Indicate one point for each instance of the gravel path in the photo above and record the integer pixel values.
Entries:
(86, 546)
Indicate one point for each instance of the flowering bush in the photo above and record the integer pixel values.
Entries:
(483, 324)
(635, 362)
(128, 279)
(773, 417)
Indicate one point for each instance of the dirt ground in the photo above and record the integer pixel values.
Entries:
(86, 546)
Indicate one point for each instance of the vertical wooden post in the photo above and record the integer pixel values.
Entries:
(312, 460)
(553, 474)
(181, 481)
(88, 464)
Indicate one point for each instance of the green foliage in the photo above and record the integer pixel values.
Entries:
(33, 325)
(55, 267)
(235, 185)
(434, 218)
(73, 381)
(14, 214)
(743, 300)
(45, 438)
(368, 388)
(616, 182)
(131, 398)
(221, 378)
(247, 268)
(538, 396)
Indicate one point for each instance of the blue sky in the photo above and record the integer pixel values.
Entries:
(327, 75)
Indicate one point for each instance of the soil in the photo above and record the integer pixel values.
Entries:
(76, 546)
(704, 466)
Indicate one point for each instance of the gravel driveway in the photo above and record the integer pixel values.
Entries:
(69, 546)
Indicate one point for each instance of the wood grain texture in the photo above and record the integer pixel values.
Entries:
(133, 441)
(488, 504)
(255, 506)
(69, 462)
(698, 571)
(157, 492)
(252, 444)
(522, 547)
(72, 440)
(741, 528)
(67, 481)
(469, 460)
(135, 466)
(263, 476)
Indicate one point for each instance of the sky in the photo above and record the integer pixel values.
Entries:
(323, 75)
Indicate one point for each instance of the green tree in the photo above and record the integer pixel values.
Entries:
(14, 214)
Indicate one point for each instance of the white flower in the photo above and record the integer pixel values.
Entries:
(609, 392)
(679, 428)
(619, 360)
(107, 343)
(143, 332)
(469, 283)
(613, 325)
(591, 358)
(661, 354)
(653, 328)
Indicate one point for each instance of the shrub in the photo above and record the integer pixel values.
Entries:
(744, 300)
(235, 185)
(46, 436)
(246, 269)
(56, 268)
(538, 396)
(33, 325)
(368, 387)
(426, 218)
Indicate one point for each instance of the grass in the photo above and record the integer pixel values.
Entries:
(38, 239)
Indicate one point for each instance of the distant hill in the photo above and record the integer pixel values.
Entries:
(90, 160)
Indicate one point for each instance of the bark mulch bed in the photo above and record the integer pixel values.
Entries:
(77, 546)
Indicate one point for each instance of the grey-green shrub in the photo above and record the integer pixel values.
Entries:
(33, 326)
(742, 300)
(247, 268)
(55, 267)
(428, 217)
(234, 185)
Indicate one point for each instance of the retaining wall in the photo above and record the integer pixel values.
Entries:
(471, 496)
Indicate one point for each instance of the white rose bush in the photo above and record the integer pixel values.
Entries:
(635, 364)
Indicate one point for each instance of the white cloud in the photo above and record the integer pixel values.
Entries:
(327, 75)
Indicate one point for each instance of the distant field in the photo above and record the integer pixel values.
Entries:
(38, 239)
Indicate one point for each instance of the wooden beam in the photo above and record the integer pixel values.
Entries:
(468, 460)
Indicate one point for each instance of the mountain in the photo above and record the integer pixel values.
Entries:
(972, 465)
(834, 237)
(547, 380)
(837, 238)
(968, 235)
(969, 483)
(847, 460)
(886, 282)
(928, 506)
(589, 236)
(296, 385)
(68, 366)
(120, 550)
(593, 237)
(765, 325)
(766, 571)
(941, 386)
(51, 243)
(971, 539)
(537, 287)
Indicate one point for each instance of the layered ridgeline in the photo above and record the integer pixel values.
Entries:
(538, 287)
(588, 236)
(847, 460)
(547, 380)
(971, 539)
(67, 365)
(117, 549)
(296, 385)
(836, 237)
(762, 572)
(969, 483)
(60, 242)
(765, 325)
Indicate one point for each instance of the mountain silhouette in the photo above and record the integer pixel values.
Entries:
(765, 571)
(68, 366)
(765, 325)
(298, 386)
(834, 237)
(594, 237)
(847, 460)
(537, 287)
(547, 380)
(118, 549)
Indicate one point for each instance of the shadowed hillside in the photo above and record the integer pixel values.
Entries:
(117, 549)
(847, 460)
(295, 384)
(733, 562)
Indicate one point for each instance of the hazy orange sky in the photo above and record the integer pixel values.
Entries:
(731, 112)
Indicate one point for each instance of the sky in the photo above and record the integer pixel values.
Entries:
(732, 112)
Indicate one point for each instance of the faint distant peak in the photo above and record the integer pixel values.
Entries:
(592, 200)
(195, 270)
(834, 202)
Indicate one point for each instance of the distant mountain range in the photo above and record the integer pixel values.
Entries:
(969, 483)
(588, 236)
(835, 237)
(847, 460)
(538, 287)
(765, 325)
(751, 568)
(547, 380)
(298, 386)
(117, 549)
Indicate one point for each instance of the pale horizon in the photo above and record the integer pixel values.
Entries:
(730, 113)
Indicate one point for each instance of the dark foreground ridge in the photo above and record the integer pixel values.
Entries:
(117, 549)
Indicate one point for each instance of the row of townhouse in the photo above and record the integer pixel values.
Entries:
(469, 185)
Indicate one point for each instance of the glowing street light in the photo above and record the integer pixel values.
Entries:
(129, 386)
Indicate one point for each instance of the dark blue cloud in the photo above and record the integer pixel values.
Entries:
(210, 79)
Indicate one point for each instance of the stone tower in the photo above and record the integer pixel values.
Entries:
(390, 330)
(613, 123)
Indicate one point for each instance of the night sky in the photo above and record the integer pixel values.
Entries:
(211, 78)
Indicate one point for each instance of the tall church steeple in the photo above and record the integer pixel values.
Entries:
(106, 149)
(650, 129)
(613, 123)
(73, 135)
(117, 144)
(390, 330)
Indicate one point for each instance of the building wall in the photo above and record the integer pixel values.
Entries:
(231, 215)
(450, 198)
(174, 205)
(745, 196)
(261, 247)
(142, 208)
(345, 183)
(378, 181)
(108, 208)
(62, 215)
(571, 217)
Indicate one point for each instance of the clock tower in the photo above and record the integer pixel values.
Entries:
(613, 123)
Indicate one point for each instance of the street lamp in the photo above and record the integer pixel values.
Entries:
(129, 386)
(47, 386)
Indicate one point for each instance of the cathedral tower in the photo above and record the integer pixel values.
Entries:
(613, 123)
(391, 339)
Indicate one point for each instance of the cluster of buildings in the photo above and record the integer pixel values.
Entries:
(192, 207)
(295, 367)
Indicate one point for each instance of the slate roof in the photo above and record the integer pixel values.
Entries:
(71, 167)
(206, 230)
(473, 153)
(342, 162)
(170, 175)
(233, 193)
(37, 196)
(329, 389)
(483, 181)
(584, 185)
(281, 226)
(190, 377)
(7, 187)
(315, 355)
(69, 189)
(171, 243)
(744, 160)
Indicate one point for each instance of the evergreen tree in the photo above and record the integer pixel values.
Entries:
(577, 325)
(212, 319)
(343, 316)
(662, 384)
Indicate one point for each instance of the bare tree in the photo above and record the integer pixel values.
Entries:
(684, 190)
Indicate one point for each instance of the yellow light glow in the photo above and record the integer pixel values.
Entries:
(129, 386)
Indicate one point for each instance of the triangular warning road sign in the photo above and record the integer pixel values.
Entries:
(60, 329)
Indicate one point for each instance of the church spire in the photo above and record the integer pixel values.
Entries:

WHAT YOU SHOULD DO: From the listing above, copy every line that includes the word "light".

ANSWER FOR THE TASK:
Indicate one point for each instance of the glowing street light in the photo above and record the integer pixel values.
Indicate one point for each instance of the yellow light glow in the photo above and record the integer pixel values.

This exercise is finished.